** start PROVIDED MATERIAL **

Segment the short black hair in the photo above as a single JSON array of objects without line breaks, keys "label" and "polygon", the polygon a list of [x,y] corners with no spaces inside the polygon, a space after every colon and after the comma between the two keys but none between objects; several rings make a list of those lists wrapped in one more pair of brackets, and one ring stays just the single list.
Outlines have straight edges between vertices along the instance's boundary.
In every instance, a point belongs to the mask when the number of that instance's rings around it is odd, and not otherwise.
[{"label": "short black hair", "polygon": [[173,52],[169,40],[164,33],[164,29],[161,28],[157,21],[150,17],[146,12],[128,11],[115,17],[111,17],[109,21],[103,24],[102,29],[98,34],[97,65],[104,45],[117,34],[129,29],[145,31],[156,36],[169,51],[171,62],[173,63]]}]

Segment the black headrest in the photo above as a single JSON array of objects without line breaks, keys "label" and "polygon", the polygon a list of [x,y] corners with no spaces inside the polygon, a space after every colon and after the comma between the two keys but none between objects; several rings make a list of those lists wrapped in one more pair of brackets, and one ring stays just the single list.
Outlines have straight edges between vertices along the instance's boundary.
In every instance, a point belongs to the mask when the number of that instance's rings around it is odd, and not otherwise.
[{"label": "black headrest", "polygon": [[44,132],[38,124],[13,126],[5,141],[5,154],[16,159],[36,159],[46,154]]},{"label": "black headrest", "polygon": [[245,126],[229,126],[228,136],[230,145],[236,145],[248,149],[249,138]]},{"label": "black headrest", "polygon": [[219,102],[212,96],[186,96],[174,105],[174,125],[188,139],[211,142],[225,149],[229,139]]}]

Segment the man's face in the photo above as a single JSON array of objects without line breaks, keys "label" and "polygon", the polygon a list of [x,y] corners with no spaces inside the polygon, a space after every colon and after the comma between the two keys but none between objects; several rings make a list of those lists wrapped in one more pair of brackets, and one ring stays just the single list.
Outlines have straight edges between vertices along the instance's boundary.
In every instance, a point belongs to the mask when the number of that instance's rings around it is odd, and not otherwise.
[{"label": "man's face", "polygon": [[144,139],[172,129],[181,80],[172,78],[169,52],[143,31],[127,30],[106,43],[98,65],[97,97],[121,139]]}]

** end PROVIDED MATERIAL **

Convert the entries above into a two-column CSV with the header columns "instruction" and "output", one row per entry. Put each entry's text and its answer in one quoted field apiece, with line breaks replaced by spaces.

instruction,output
"Segment the short black hair in the photo above as a single JSON array of objects without line breaks, keys ""label"" and ""polygon"", the polygon a list of [x,y] corners with no spaces inside the polygon, a space after every colon and after the comma between the two keys but none between objects; several rings make a list of those lists wrapped in one more pair of brackets, and one ring stays just the single list. Outlines have straight edges between vertices along the instance's boundary. In every instance, a point belongs to the mask when the number of that instance's rings around it is odd, and not otherwise.","[{""label"": ""short black hair"", ""polygon"": [[173,52],[169,40],[164,33],[164,29],[161,28],[157,21],[150,17],[146,12],[128,11],[115,17],[111,17],[109,21],[103,24],[102,29],[98,34],[97,65],[104,45],[117,34],[129,29],[145,31],[156,36],[169,51],[171,62],[173,63]]}]"
"Segment the black headrest in the photo above as a single JSON array of objects without line breaks, keys ""label"" and ""polygon"", the polygon a list of [x,y] corners with no spaces inside the polygon, a space after every colon and after the comma between the two keys but none between objects; several rings make a list of those lists wrapped in one more pair of brackets, and one ring stays just the single list. Outlines have straight edges between vertices along the instance's boundary. In every instance, a point belongs to the mask when the number of that instance's rings around it is odd, and not otherwise.","[{""label"": ""black headrest"", ""polygon"": [[44,132],[38,124],[13,126],[5,141],[5,154],[16,159],[36,159],[46,154]]},{""label"": ""black headrest"", ""polygon"": [[245,126],[229,126],[228,136],[230,145],[236,145],[248,149],[249,138]]},{""label"": ""black headrest"", ""polygon"": [[219,102],[212,96],[186,96],[174,105],[174,125],[188,139],[211,142],[225,149],[229,139]]}]"
"Segment the man's face in the photo above as a single JSON array of objects without line breaks, keys ""label"" and ""polygon"", the polygon a list of [x,y] corners with no spaces inside the polygon, a space after every colon and after the comma between the two keys but none between objects; several rings make a list of those lists wrapped in one more pair of brackets, and one ring stays just the single list. Outlines have straight edges between vertices along the instance's boundary. In every instance, a point belongs to the mask when the number of that instance's rings around it is odd, and not otherwise.","[{""label"": ""man's face"", ""polygon"": [[144,139],[172,129],[181,80],[172,78],[169,52],[143,31],[127,30],[106,43],[98,65],[97,97],[121,139]]}]"